### Supplied entries

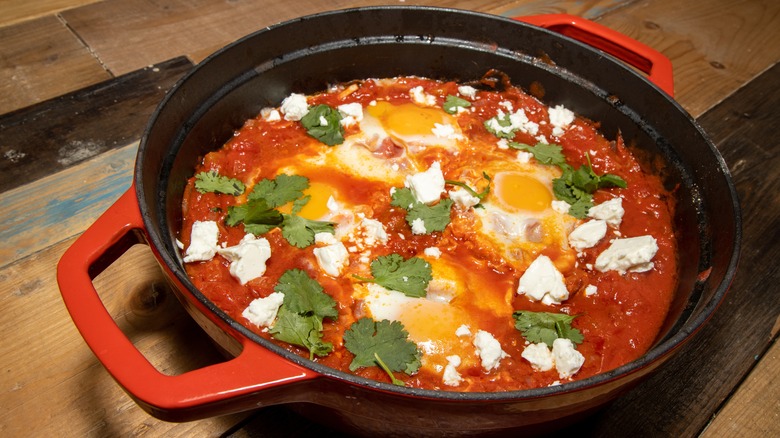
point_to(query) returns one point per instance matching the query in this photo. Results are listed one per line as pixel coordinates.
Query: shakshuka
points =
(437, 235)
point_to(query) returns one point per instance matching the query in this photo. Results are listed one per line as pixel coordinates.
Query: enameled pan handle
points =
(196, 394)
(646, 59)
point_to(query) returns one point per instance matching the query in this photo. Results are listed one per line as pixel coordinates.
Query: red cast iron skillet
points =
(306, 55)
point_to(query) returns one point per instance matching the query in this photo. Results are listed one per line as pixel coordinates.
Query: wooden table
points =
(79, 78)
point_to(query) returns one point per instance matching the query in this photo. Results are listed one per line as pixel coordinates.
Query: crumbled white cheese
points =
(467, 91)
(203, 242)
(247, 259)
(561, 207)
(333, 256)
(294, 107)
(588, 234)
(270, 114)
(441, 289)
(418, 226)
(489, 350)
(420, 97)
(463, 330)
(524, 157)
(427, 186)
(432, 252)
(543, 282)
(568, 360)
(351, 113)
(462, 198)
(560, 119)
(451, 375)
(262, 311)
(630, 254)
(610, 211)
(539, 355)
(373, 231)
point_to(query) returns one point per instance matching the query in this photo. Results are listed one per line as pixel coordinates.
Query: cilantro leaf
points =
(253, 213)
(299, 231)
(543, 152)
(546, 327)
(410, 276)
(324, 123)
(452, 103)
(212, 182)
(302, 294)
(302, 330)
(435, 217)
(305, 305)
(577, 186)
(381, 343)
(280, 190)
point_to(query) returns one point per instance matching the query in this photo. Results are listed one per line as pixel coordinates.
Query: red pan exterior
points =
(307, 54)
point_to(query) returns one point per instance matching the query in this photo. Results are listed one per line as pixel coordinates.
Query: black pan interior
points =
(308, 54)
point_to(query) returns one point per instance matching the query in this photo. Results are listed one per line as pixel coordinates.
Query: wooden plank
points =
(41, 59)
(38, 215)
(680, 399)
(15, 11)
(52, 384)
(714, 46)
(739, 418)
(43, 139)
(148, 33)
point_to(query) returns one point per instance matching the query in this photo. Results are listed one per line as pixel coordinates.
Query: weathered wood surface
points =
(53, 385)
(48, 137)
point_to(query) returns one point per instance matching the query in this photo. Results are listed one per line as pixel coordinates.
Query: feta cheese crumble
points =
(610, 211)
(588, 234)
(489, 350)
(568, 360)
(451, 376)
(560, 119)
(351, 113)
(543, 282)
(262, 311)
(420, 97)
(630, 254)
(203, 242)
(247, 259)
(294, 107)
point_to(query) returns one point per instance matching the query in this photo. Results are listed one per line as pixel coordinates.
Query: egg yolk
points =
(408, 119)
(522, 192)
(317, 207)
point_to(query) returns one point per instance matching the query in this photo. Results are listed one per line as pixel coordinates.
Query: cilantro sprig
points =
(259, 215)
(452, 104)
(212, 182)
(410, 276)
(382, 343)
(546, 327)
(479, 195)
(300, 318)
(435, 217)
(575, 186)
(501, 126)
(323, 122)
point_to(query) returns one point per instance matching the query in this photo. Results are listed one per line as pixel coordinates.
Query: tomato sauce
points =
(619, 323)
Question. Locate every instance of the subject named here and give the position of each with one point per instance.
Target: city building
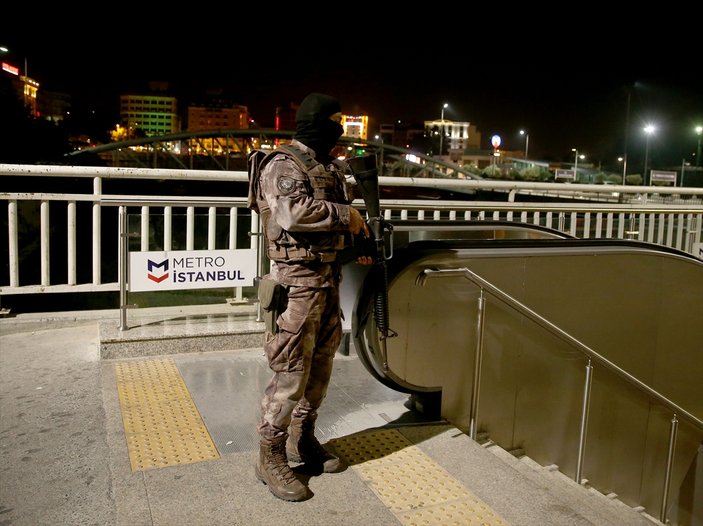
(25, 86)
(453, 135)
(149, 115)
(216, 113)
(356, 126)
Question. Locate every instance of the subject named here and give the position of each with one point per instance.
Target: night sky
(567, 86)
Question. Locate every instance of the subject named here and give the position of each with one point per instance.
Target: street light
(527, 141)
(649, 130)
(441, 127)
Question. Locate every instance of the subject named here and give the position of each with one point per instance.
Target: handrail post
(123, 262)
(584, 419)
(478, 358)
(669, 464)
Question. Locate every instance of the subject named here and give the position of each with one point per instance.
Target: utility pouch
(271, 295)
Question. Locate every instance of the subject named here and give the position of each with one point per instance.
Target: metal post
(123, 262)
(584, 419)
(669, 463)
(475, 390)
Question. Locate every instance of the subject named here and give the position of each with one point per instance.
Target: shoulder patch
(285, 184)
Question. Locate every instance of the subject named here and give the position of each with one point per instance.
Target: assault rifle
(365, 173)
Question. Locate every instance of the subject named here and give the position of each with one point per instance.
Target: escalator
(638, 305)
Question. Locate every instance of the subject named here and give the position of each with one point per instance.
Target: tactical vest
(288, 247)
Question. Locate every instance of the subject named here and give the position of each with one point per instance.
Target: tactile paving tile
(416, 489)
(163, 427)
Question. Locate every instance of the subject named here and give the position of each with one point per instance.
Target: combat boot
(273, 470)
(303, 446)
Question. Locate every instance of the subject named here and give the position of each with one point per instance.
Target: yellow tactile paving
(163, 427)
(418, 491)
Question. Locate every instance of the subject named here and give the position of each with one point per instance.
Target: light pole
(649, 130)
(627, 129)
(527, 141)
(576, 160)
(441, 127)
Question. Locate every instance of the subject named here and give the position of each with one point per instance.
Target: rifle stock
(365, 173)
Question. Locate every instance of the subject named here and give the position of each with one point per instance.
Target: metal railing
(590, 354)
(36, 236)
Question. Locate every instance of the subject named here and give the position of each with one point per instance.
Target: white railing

### Goal of the exercise
Your copy should match the entries exactly, minus the pictures.

### Task response
point_to(query) returns one point per instance matching the query in this photo. Results are listed one per line as pixel coordinates.
Query: shakshuka
points =
(437, 235)
point_to(query) returns one point per instance matching the query in this photo. Results are listed one per line as pixel coordinates.
Query: enameled pan handle
points =
(196, 394)
(646, 59)
point_to(query) returns one point per instance matching the query in this photo. Results are listed one per line as pixel coordinates.
Query: red cast iron skillet
points =
(306, 55)
point_to(query) returns one point per instance matching the query in this photo. Results are listed one per line as pixel coordinates.
Query: wooden table
points =
(79, 78)
point_to(query) returns one point per instance matching the query in this photo. Results are listed one per line as pixel coordinates.
Query: crumbled white cheese
points =
(467, 91)
(203, 242)
(247, 259)
(561, 207)
(333, 256)
(294, 107)
(588, 234)
(270, 114)
(441, 289)
(418, 226)
(489, 350)
(420, 97)
(463, 330)
(524, 157)
(427, 186)
(432, 252)
(543, 282)
(568, 360)
(351, 113)
(462, 198)
(560, 119)
(451, 375)
(262, 311)
(630, 254)
(610, 211)
(539, 355)
(373, 231)
point_to(query) returns one point per instance matching the query in this photo. Results are listed one per line as pixel coordinates.
Query: cilantro leaf
points =
(253, 213)
(299, 231)
(543, 152)
(546, 327)
(410, 276)
(324, 123)
(452, 103)
(212, 182)
(302, 294)
(302, 330)
(435, 217)
(305, 305)
(577, 186)
(381, 343)
(280, 190)
point_to(query) returns one point per instance matching the query in this photo. Results are listed one per line as pixel coordinates.
Query: red pan exterior
points =
(307, 54)
point_to(query) returns one point per instance matching the query in this photo. Results are listed one per line as pixel coordinates.
Query: black pan interior
points =
(308, 54)
point_to(query) returns one point per instance matching the query in this photo. Results are listed one per line as pixel coordinates.
Query: wooden plank
points =
(41, 59)
(38, 215)
(680, 399)
(15, 11)
(52, 384)
(714, 46)
(739, 418)
(43, 139)
(148, 33)
point_to(query) returns one point per instance matching the query in this photo. Results are listed one per line as pixel coordinates.
Query: weathered wood surface
points =
(53, 385)
(48, 137)
point_to(query) returns one point per instance matching the query in this photo. Results are listed one per line as pixel coordinates.
Query: feta cheese crumble
points =
(610, 211)
(588, 234)
(489, 350)
(568, 360)
(451, 376)
(560, 119)
(351, 113)
(543, 282)
(262, 311)
(420, 97)
(630, 254)
(203, 242)
(247, 259)
(294, 107)
point_to(query) returns one point per instance matching the query in this photo. Results are listed one per line as pixel coordinates.
Query: egg yolk
points =
(408, 119)
(522, 192)
(317, 207)
point_to(query) returns one point per instance matching the query in this photo. Results are listed one per line as pixel coordinates.
Query: cilantro sprig
points =
(259, 215)
(452, 104)
(212, 182)
(410, 276)
(382, 343)
(546, 327)
(479, 195)
(300, 318)
(435, 217)
(575, 186)
(501, 126)
(323, 122)
point_to(query) returns one point per instance matching the query in this photo. Results are listed one per line as pixel coordinates.
Query: tomato sauce
points =
(619, 323)
Question. Locate every instance of the subject named here and give the position of each with one point per instance.
Target: city building
(25, 86)
(453, 135)
(149, 115)
(216, 113)
(356, 126)
Question. Locate every instance of the subject named here and give the position of each with one point per instance.
Target: night sky
(567, 86)
Question. Locate every instance of the subject named here and give the position of each with one point per instance.
Target: street light
(527, 141)
(649, 130)
(441, 127)
Question. Locate every instance of the subject named here and give the position of each with one point per instance.
Target: handrail post
(123, 262)
(584, 419)
(478, 358)
(669, 464)
Question. Locate every instance of the subject named here and give the position of each with one point per instance.
Target: utility pouch
(271, 295)
Question. Locate every instance of the subject named here and give the position of each with one point per instance.
Target: metal post
(123, 262)
(584, 419)
(669, 463)
(475, 390)
Question. Locate every instance of the subject named here and give the position of each with one point per instance.
Target: shoulder patch
(285, 184)
Question. Locate every instance of the subject named here and give the position of each with one point per instance.
Target: assault rifle
(365, 173)
Question. Locate every instance of the subject named here and give the position of each with one point per instance.
Target: escalator
(638, 305)
Question. Locate every instance of the subject named here and give the position of each with one point per instance.
Target: tactical vest
(288, 247)
Question. Locate every instance of the subject named here and give the position of each with one point per instance.
Target: tactile paving tile
(416, 489)
(163, 427)
Question. Locate every instance of the subject named here and give the position of each with one point per instance.
Target: combat boot
(273, 470)
(303, 446)
Question. Locate every instance of the subject named here and give the position of each with one point per instance.
Target: yellow tactile paving
(163, 427)
(418, 491)
Question. Locate every instance of the subject named here and give the position of each with one point per instance.
Target: light pole
(649, 130)
(627, 129)
(527, 141)
(576, 160)
(441, 127)
Question. Locate every instance of the subject named here and give the position of each with one point per instance.
Target: rifle stock
(365, 173)
Question. Locate every instance of the subject named here and give the position of each with one point per instance.
Target: metal railing
(590, 354)
(36, 236)
Question. Locate every instance of the subject named here and give the position of each with one point per instance.
Target: white railing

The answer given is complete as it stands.